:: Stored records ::
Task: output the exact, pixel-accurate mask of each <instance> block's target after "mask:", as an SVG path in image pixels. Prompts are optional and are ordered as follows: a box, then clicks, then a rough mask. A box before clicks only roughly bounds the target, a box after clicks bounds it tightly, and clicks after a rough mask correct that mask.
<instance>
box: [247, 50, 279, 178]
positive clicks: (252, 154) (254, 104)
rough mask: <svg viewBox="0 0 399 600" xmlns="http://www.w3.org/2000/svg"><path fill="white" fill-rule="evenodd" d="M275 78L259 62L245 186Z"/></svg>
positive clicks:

:: Work to be completed ::
Return all the data above, unaltered and complete.

:: Response below ::
Task: output the exact, pixel-accurate mask of each <instance> block's target after "mask:", as an SVG path in image pixels. Prompts are optional and are ordered as follows: a box, then clicks, then a rough mask. A box before clicks only roughly bounds the target, a box after clicks bounds it tightly, and clicks after a rough mask correct that mask.
<instance>
box: [247, 50, 279, 178]
positive clicks: (252, 154) (254, 104)
rough mask: <svg viewBox="0 0 399 600" xmlns="http://www.w3.org/2000/svg"><path fill="white" fill-rule="evenodd" d="M275 78L259 62L245 186Z"/></svg>
positive clicks:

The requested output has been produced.